— What the task asks —
Reproduce only the lines that begin at the line with "Objective — one point per instance of the vertical" and run to the end of the entries; omit every picture.

'''

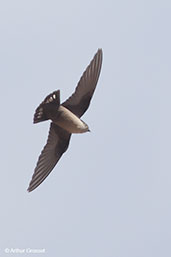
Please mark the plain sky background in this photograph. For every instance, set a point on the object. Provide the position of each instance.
(110, 194)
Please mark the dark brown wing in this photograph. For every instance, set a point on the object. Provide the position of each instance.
(80, 99)
(57, 144)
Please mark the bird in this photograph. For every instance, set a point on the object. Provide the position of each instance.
(65, 119)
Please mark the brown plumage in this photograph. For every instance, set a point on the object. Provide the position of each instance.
(65, 120)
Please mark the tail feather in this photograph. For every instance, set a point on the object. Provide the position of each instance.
(51, 99)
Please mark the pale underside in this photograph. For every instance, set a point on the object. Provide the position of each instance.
(62, 127)
(69, 121)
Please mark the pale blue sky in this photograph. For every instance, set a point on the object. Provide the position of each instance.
(110, 194)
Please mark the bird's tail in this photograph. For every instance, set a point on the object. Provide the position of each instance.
(50, 102)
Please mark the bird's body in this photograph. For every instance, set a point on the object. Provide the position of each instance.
(65, 119)
(69, 121)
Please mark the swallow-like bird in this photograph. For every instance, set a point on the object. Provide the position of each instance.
(65, 119)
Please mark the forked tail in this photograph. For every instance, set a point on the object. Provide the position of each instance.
(43, 110)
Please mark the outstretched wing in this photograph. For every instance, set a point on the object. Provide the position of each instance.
(57, 144)
(79, 101)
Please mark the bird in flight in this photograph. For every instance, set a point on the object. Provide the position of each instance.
(65, 119)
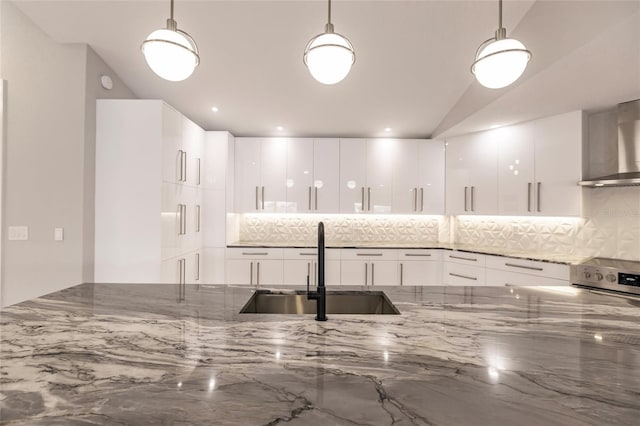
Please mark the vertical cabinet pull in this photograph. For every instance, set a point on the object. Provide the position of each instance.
(256, 198)
(465, 198)
(373, 276)
(197, 266)
(473, 206)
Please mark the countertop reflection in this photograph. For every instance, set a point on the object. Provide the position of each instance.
(133, 354)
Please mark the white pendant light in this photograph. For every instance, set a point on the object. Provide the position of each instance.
(329, 56)
(502, 61)
(171, 53)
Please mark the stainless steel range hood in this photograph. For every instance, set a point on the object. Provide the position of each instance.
(628, 149)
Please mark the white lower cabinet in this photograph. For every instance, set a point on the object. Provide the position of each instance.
(369, 267)
(523, 272)
(420, 267)
(300, 263)
(250, 266)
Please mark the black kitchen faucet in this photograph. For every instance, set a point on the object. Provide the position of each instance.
(320, 295)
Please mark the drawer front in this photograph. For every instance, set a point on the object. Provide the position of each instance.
(254, 253)
(310, 253)
(465, 258)
(459, 274)
(369, 255)
(530, 267)
(419, 254)
(500, 278)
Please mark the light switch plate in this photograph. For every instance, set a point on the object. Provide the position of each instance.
(18, 233)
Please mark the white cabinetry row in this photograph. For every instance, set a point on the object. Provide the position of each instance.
(294, 175)
(387, 267)
(149, 193)
(526, 169)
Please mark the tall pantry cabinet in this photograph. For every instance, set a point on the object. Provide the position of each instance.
(149, 197)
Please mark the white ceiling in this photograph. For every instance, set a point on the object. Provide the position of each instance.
(412, 68)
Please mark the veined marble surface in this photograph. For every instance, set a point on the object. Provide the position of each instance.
(131, 354)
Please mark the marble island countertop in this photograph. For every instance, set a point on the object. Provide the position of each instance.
(132, 354)
(563, 258)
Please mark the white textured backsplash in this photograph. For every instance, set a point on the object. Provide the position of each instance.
(610, 228)
(341, 229)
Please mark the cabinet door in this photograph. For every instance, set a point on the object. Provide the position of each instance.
(381, 155)
(193, 144)
(383, 273)
(273, 174)
(299, 179)
(353, 166)
(354, 272)
(240, 271)
(515, 169)
(558, 165)
(269, 272)
(326, 175)
(420, 273)
(247, 175)
(430, 177)
(172, 160)
(406, 189)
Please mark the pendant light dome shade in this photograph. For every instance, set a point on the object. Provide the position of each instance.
(329, 57)
(171, 53)
(500, 63)
(500, 60)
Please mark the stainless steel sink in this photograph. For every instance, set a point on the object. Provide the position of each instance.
(338, 302)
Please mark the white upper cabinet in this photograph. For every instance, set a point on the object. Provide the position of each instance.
(558, 159)
(312, 176)
(353, 175)
(472, 182)
(418, 177)
(539, 165)
(299, 179)
(326, 175)
(516, 169)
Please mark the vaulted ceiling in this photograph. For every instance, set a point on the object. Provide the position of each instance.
(411, 73)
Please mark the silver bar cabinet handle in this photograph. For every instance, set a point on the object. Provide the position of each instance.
(463, 276)
(465, 199)
(473, 191)
(533, 268)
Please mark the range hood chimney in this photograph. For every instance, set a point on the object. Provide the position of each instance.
(628, 149)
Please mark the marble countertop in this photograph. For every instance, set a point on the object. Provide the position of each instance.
(562, 258)
(132, 354)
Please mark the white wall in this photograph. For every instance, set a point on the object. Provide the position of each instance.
(50, 150)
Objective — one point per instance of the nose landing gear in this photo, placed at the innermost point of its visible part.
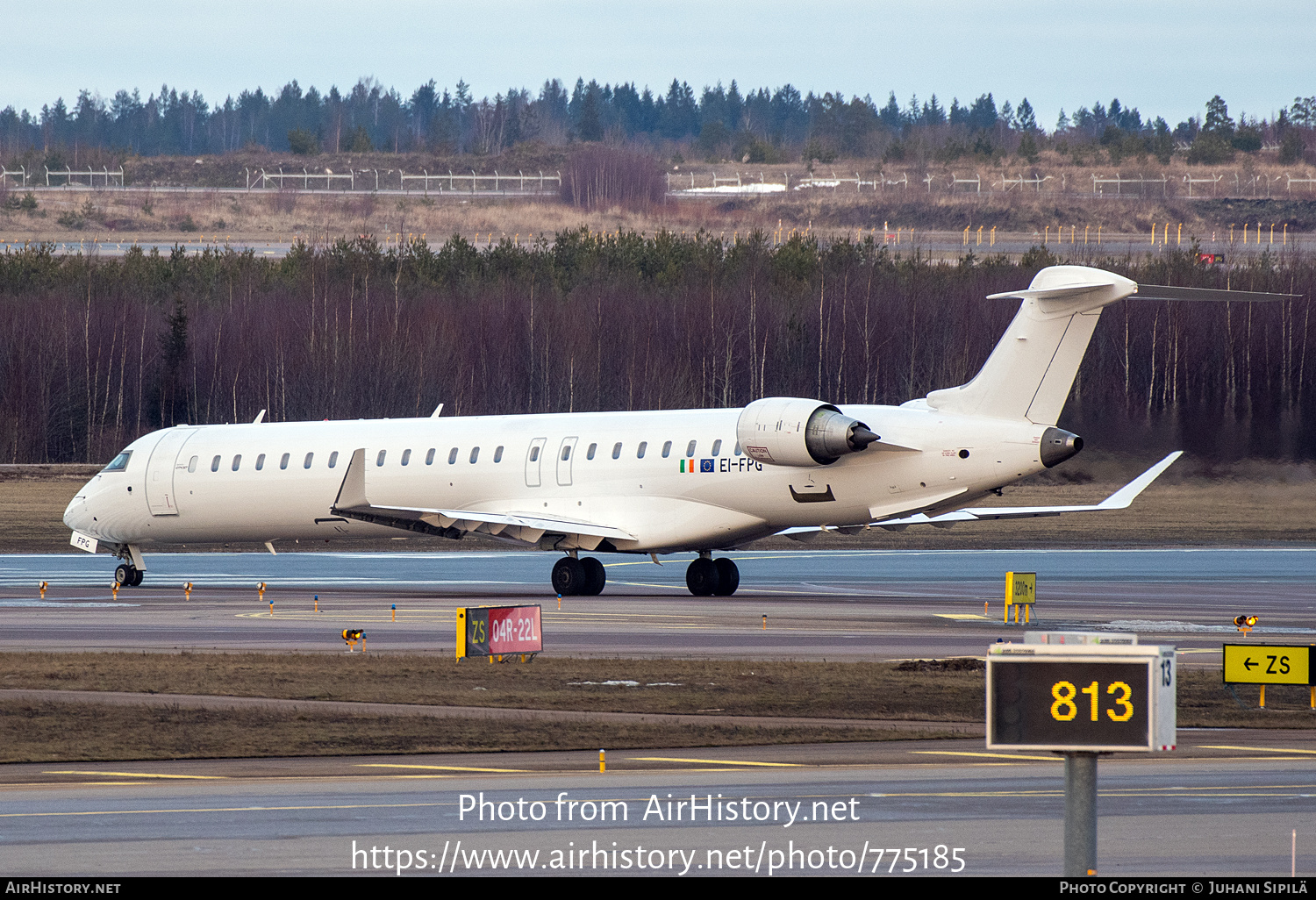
(574, 576)
(707, 576)
(128, 575)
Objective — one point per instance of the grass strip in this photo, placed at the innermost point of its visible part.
(89, 732)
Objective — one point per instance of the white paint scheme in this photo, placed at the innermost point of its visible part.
(933, 457)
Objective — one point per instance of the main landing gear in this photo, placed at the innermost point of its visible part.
(707, 576)
(573, 576)
(128, 575)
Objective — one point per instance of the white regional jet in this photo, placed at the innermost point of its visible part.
(629, 482)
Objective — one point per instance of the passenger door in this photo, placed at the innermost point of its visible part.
(160, 471)
(566, 457)
(534, 462)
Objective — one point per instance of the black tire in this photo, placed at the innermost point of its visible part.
(568, 576)
(595, 576)
(702, 578)
(728, 576)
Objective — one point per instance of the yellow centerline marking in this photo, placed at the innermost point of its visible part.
(1229, 746)
(994, 755)
(719, 762)
(153, 812)
(452, 768)
(75, 771)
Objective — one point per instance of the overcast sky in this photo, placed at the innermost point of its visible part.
(1163, 58)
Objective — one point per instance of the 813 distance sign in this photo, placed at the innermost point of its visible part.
(1081, 697)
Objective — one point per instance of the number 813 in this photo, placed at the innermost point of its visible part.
(1066, 705)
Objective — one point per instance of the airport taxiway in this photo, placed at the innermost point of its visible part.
(866, 604)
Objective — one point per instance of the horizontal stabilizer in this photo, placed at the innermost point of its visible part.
(1210, 295)
(1119, 500)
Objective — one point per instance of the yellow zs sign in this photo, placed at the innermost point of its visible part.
(1263, 663)
(1065, 707)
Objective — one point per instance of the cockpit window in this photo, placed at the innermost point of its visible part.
(118, 463)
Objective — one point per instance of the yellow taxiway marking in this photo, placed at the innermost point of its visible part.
(153, 812)
(74, 771)
(719, 762)
(450, 768)
(994, 755)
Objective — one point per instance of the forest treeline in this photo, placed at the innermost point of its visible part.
(761, 125)
(95, 352)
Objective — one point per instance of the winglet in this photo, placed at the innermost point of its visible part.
(352, 495)
(1124, 496)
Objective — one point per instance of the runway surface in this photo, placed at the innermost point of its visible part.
(863, 604)
(1226, 803)
(1229, 813)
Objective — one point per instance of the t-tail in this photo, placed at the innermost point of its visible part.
(1031, 371)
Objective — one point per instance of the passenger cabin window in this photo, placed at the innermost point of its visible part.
(118, 463)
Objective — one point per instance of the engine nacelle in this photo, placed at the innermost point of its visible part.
(797, 432)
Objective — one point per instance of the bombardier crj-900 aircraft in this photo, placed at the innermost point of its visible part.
(686, 481)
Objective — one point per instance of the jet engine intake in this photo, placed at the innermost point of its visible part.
(799, 432)
(1058, 445)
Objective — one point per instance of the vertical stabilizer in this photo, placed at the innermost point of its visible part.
(1031, 371)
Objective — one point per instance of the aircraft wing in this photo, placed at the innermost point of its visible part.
(1119, 500)
(352, 503)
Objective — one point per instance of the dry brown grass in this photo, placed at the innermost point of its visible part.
(68, 732)
(666, 686)
(55, 731)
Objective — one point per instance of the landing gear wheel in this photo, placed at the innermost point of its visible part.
(568, 576)
(702, 578)
(594, 576)
(728, 576)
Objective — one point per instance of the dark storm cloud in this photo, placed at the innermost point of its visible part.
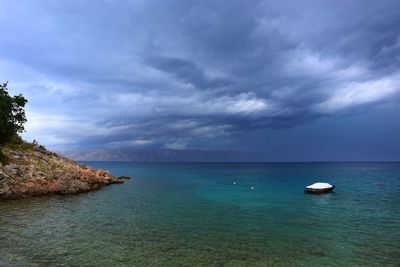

'''

— Written solution —
Objective — one point per instance of the vertical stabilizer in this photo, placed at the innermost point of its visible part.
(1031, 371)
Objective — one point per instance of the aircraft wing in this photo, placed at the innermost point of its visible part.
(1119, 500)
(352, 503)
Objective — one point per instance of the dry brown grass in this photo, placed at the innermost point of its visible part.
(68, 732)
(666, 686)
(55, 731)
Objective — one point per instance of the landing gear wheel in this photo, placed at the innermost point of its visible part.
(568, 576)
(702, 578)
(594, 576)
(728, 576)
Objective — one point per instance of the dark storm cloud in this photo, placed at the innermost point of its visible part.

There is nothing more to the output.